··· PROVIDED INFORMATION ···

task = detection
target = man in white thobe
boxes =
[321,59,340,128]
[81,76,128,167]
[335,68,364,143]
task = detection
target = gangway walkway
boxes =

···

▸ EXERCISE PROMPT:
Please lay out every line of the material above as a numbered list, omitting any blank lines.

▸ TASK SOLUTION:
1. task = detection
2. target = man in white thobe
3. boxes =
4. [321,59,340,128]
5. [81,76,128,167]
6. [335,68,364,143]
7. task = detection
8. target = gangway walkway
9. boxes =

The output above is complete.